そのころの因島の状況はどうであったか。敗戦直後の9月15日、三庄町にあった因島捕虜収容所からイギリス兵ら連合軍捕虜が解放された。同時に捕虜収容所の虐待問題をめぐって戦犯裁判が行なわれ、全国的に死刑をはじめ次々と有罪判決が下り、刑の執行がなされた。

 昭和21年に日立造船因島工場が戦争被害国への賠償用の工場に指定され、工場の接収・解体という島存亡の危機が訪れた。昭和22年、因島のリーダーであった故巻幡敏夫氏が公職追放された。

取り組む問題
1: 因島についての文章を読んで、次の問いに答えてください。
(a) 因島捕虜収容所から連合軍捕虜が解放されたのはいつですか。
(b) 昭和21年、日立造船因島工場は何に指定されましたか。
(c) 昭和22年に公職追放されたのは誰ですか。
2: 因島についての文章の続きを、最後の文の後から書いてください。

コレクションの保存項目
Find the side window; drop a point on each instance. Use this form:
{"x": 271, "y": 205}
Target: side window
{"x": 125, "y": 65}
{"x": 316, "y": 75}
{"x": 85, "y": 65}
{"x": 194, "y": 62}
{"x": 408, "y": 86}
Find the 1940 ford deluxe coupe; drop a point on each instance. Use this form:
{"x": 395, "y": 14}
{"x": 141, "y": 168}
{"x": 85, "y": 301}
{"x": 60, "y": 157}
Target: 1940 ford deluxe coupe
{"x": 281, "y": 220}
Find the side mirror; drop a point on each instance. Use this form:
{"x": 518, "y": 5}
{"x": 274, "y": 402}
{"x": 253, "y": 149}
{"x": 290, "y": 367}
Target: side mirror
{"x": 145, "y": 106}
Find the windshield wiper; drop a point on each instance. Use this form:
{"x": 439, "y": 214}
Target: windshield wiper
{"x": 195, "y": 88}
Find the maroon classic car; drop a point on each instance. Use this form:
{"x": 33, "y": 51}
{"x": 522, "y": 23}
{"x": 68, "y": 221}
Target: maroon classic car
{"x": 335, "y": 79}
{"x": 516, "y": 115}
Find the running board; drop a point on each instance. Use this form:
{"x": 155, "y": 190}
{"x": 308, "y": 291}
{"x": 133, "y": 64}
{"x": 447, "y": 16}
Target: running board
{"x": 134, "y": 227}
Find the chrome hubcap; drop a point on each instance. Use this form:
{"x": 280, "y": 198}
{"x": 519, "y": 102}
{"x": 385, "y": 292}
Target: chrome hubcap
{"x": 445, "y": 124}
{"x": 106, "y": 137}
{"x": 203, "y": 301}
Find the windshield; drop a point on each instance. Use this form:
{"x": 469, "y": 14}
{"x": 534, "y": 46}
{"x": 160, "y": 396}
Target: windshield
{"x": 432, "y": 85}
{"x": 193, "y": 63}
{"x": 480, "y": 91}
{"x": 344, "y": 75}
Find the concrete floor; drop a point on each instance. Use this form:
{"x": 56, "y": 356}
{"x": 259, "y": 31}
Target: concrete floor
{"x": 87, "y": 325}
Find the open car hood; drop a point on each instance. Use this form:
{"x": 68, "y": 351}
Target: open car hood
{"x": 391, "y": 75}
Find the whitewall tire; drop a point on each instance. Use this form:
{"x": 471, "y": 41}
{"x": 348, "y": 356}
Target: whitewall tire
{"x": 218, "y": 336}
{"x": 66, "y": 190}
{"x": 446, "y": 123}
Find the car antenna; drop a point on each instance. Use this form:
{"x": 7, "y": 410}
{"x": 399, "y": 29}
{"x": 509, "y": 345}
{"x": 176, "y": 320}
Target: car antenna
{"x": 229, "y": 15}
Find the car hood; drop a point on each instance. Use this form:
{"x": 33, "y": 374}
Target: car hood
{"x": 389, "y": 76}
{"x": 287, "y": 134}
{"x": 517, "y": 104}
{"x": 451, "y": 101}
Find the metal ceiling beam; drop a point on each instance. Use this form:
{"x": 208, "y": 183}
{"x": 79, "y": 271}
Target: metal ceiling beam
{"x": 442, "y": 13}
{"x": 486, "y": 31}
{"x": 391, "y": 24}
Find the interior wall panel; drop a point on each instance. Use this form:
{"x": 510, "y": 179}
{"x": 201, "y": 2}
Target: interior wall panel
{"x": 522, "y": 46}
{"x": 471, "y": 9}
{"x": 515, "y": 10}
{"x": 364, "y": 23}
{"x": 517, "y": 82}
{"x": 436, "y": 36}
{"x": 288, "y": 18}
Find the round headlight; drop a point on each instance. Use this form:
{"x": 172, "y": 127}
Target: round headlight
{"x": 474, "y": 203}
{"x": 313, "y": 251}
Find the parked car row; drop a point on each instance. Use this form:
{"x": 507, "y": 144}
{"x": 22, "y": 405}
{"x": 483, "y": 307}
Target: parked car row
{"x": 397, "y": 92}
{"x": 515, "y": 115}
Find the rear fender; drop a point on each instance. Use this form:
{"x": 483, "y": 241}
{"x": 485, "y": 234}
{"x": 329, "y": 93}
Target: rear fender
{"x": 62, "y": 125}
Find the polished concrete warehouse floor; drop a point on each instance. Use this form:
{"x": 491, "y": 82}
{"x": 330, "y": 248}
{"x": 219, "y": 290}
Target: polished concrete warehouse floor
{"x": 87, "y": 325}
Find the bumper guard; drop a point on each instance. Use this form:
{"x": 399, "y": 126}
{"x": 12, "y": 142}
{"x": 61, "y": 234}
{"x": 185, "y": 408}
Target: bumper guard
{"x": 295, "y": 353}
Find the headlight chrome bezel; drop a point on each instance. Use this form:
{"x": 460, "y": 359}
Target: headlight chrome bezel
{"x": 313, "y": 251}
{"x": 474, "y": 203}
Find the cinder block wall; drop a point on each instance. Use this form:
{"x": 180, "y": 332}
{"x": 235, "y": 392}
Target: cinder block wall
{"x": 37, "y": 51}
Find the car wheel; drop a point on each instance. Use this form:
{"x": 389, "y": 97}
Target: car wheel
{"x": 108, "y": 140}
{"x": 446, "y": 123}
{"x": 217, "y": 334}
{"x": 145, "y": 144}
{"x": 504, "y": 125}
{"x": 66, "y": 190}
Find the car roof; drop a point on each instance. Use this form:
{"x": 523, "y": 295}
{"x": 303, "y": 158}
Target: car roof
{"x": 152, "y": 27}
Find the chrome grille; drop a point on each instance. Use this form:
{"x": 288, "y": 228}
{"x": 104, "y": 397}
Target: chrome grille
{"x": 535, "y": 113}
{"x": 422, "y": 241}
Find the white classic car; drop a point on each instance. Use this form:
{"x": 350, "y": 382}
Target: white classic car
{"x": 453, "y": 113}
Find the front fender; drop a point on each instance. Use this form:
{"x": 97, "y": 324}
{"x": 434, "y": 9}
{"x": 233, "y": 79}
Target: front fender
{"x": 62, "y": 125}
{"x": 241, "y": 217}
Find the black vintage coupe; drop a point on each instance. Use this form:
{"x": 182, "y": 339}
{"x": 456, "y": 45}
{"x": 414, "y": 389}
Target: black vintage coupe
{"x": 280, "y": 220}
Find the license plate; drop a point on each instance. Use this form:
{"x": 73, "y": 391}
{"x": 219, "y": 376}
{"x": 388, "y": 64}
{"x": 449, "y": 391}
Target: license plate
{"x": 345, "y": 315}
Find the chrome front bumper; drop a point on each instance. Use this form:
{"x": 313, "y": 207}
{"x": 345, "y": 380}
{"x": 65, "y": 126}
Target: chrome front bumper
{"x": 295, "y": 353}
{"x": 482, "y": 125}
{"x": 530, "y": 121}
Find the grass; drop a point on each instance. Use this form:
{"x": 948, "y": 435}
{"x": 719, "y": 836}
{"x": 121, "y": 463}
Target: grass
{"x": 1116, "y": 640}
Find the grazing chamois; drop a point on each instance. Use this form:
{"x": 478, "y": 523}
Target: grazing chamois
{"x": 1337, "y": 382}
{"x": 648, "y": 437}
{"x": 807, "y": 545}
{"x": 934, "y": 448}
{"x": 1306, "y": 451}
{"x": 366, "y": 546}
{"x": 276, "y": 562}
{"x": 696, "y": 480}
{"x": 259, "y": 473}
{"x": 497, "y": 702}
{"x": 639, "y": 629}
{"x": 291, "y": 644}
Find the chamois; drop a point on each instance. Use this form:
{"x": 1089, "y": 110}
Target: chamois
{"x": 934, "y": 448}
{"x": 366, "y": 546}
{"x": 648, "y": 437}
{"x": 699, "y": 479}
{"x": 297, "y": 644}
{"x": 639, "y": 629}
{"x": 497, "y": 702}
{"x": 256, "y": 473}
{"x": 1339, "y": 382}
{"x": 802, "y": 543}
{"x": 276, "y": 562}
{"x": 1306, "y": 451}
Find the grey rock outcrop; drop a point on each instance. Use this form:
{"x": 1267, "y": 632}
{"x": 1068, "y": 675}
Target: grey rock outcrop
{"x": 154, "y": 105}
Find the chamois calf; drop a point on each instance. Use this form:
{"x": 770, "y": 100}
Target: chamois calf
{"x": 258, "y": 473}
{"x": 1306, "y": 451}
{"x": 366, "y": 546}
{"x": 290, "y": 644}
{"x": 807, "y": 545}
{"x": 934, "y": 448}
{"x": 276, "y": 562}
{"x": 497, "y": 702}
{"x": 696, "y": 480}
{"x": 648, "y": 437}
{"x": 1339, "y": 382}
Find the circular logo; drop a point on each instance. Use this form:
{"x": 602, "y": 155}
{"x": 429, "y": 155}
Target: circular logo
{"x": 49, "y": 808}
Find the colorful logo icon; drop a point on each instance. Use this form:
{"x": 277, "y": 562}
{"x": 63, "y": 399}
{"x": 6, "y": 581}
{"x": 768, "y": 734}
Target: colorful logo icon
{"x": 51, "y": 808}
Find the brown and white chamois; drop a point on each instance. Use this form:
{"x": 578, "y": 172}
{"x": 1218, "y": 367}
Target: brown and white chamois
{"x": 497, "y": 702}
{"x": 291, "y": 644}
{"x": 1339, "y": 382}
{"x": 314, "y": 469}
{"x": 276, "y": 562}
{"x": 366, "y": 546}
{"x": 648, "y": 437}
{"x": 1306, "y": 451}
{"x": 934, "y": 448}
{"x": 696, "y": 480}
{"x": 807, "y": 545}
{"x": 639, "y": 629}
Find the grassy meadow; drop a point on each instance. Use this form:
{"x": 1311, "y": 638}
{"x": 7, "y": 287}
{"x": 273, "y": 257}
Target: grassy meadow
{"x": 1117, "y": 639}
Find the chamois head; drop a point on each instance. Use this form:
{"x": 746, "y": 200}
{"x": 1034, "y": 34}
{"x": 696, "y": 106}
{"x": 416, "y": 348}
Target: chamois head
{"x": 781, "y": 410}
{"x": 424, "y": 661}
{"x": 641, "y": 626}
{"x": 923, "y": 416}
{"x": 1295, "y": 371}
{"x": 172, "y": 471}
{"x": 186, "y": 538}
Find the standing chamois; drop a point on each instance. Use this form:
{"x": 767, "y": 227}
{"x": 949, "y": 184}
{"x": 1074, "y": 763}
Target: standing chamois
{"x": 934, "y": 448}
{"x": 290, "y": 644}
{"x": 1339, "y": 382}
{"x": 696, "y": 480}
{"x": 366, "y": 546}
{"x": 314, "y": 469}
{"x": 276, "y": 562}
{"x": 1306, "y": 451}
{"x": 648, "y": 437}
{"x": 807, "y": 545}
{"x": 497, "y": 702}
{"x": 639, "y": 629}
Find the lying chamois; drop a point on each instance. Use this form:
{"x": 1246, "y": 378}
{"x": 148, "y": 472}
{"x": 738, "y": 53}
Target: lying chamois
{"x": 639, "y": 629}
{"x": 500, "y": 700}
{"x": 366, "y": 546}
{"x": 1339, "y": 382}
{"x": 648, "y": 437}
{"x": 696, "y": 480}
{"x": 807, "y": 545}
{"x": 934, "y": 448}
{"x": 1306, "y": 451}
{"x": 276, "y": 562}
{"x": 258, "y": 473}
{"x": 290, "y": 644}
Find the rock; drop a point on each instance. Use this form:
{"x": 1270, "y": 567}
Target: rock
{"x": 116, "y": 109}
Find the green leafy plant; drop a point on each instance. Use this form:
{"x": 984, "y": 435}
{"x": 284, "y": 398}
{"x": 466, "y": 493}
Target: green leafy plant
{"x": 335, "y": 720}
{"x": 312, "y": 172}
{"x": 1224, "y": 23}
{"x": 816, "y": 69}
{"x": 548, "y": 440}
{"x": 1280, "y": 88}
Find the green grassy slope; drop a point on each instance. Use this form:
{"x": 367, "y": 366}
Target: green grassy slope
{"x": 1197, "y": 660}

解答一覧
1:
(a) 敗戦直後の9月15日
(b) 戦争被害国への賠償用の工場
(c) 因島のリーダーであった故巻幡敏夫氏

2:
 こうした息苦しい世相のもとで、どこかユーモラスな「因ノ島」という作品がよくも生まれたと思う。因島の医者に誘われて釣りにやってきた「私」が、警察の「闇取引船」捕捉作戦に巻き込まれる話である。「自選全集第四巻」の「覚え書」に井伏自身が次のように書いている。

―瀬戸内海で闇取引の船が横行を始めたのは戦後百日目くらゐのことで、博奕船が盛んになってゐた。そのころ私は因ノ島へ行って闇船と共に博奕打がつかまるところを見た。これは風俗史のつもりで書いた。